## start Supplied data
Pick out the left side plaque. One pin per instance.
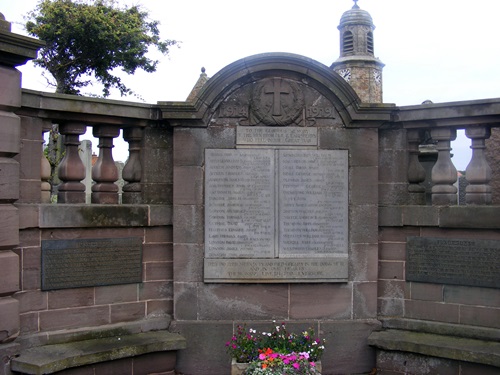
(91, 262)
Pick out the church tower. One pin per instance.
(357, 63)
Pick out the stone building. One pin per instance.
(283, 189)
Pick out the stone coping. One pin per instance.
(48, 359)
(473, 217)
(442, 346)
(94, 215)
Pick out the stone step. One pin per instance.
(48, 359)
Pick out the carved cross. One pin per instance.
(276, 92)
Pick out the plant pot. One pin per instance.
(238, 368)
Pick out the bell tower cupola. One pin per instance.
(357, 63)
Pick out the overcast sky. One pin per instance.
(442, 50)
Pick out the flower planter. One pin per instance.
(238, 368)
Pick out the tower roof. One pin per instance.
(356, 16)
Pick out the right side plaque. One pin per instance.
(458, 261)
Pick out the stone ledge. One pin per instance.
(52, 358)
(441, 346)
(102, 215)
(478, 217)
(441, 328)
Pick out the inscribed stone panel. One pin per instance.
(239, 204)
(470, 262)
(313, 197)
(91, 262)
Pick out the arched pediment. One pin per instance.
(273, 89)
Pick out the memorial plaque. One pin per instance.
(276, 270)
(239, 204)
(468, 262)
(91, 262)
(273, 206)
(313, 200)
(278, 136)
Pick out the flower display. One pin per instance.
(277, 351)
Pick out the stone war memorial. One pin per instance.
(281, 190)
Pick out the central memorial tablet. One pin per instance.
(276, 215)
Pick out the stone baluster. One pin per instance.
## end Supplied data
Directions: Output all of the records above verbatim, line for line, but leave out the picture.

Exercise result:
Pick out the left side plaque. One pin per instance.
(91, 262)
Pick out the church tower. One pin per instance.
(357, 63)
Pick out the stone building. One pin per instance.
(283, 189)
Pick out the stone coping. One pin per instance.
(48, 359)
(473, 217)
(442, 346)
(94, 215)
Pick out the stone step. One pin per instance.
(48, 359)
Pick out the carved cross. One pin per instance.
(276, 92)
Pick out the plant pot. One pin per instance.
(238, 368)
Pick out the bell tower cupola. One pin per instance.
(357, 63)
Pick out the overcast sky. One pin per instance.
(442, 50)
Pick out the flower planter. One pin per instance.
(238, 368)
Pick out the tower roof. One pin per instance.
(356, 16)
Pick out the right side plaque. One pin per instance.
(458, 261)
Pick out the stone ledge. One pin per instance.
(52, 358)
(441, 346)
(102, 215)
(478, 217)
(441, 328)
Pick out the inscribed stone panel. One pin per instance.
(239, 204)
(470, 262)
(313, 197)
(91, 262)
Pick out the arched pediment. One pin per instance.
(273, 89)
Pick out the memorial plaque. One pin per instance.
(276, 270)
(239, 204)
(468, 262)
(91, 262)
(273, 206)
(313, 200)
(278, 136)
Pick out the flower display. One pin per instance.
(277, 351)
Pick out the stone war memorial. One pin per instance.
(281, 190)
Pick out the central memorial tablet. One pin per instance.
(276, 215)
Pick out the stone baluster. One pin per instance.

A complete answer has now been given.